◆ MATERIAL PROVIDED
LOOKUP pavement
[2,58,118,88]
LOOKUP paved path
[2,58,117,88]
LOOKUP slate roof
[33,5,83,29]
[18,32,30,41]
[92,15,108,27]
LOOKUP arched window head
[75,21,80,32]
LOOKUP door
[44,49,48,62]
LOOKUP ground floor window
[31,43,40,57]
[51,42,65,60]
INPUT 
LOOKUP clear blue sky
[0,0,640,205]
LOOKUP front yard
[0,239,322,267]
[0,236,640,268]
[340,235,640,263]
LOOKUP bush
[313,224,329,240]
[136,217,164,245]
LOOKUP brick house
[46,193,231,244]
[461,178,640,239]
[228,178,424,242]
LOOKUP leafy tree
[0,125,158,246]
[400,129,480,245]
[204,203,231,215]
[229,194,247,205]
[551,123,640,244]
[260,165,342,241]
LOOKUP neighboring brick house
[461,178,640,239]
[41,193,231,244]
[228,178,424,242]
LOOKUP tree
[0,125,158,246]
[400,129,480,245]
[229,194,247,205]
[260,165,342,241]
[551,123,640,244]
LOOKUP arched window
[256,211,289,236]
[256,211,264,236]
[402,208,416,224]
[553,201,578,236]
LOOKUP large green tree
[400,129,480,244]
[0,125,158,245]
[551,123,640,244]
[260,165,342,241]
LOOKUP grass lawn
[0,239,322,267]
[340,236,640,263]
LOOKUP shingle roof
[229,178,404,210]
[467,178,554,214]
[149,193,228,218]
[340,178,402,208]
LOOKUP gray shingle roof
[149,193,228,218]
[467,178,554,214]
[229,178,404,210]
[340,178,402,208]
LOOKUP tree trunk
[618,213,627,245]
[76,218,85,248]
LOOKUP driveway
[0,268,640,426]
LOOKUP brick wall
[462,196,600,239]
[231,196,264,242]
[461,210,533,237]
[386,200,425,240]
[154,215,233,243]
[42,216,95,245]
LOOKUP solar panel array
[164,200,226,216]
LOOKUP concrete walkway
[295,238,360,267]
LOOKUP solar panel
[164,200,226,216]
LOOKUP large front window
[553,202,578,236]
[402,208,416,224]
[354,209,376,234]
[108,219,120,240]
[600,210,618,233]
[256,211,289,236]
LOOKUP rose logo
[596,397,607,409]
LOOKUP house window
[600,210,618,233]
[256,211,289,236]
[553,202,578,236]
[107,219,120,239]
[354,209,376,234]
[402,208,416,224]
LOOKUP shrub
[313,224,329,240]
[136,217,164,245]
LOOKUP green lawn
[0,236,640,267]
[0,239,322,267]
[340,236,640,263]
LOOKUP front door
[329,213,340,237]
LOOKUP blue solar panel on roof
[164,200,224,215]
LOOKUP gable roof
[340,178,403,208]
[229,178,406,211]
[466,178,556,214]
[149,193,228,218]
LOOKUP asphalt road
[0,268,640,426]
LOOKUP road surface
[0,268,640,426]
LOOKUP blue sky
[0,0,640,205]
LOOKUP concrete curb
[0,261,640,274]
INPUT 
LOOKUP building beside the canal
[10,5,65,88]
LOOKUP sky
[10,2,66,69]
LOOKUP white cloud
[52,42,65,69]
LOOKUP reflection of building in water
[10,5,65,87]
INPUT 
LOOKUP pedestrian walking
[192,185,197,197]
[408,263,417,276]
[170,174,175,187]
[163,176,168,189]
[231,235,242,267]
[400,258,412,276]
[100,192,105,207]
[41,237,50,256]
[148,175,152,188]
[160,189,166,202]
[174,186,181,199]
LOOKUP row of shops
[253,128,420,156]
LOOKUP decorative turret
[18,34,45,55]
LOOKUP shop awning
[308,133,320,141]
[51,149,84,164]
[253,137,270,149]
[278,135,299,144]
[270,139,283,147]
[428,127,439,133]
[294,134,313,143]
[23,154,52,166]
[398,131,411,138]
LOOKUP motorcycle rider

◆ WHAT YOU ARE ASKED TO DO
Filter the items above down to the lines that contain the word "window", and copy each of those lines.

◆ TASK ANSWER
LOOKUP arched window head
LOOKUP ground floor window
LOOKUP arched window
LOOKUP large front window
LOOKUP house window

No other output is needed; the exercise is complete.